* **WHAT YOU HAVE TO DO**
Copy out the lines from the start of the items through the line containing "x=126, y=221", both ends included, without changing them. Leave the pictures out of your answer.

[Point annotation dataset items]
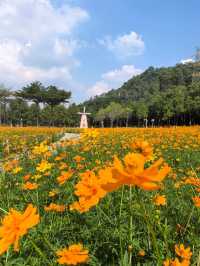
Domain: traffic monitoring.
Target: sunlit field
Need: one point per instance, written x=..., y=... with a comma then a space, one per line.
x=122, y=196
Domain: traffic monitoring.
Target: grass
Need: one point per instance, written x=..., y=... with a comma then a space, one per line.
x=126, y=221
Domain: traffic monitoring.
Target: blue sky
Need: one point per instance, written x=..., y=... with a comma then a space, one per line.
x=91, y=46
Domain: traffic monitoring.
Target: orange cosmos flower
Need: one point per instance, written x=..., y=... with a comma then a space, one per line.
x=160, y=200
x=141, y=253
x=72, y=255
x=16, y=224
x=143, y=147
x=53, y=192
x=64, y=177
x=170, y=262
x=43, y=166
x=184, y=253
x=89, y=191
x=196, y=201
x=134, y=173
x=29, y=186
x=55, y=207
x=26, y=177
x=78, y=158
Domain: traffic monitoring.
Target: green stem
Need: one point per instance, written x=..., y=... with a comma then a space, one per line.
x=3, y=210
x=130, y=224
x=120, y=213
x=38, y=250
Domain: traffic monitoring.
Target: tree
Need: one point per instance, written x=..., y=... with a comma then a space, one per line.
x=4, y=99
x=17, y=112
x=141, y=110
x=126, y=113
x=101, y=116
x=53, y=96
x=113, y=112
x=33, y=92
x=197, y=54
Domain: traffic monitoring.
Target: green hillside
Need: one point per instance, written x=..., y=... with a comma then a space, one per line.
x=167, y=94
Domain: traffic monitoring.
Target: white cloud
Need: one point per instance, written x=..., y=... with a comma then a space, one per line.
x=124, y=45
x=113, y=79
x=36, y=41
x=186, y=61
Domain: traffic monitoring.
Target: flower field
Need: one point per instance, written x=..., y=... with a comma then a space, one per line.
x=113, y=197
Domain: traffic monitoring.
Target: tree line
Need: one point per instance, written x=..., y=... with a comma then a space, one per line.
x=157, y=97
x=35, y=105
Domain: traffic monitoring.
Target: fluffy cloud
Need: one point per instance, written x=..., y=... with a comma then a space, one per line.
x=113, y=79
x=124, y=45
x=186, y=61
x=36, y=41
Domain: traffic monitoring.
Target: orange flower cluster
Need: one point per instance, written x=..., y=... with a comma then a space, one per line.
x=143, y=147
x=15, y=225
x=160, y=200
x=29, y=186
x=55, y=207
x=72, y=255
x=196, y=201
x=89, y=191
x=64, y=177
x=183, y=253
x=130, y=172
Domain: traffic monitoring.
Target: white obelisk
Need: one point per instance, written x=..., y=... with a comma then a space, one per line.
x=83, y=123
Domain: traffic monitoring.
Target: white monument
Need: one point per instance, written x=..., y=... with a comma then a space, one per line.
x=83, y=123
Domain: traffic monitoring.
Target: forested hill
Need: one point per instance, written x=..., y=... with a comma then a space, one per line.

* **ANSWER TO THIS EXERCISE**
Domain: traffic monitoring.
Target: sunlit field
Need: one point per instance, written x=..., y=... with a comma then a space, one per line.
x=122, y=196
Domain: traffic monitoring.
Target: grass
Need: one point per instance, written x=..., y=... with a comma then a space, one per line.
x=126, y=221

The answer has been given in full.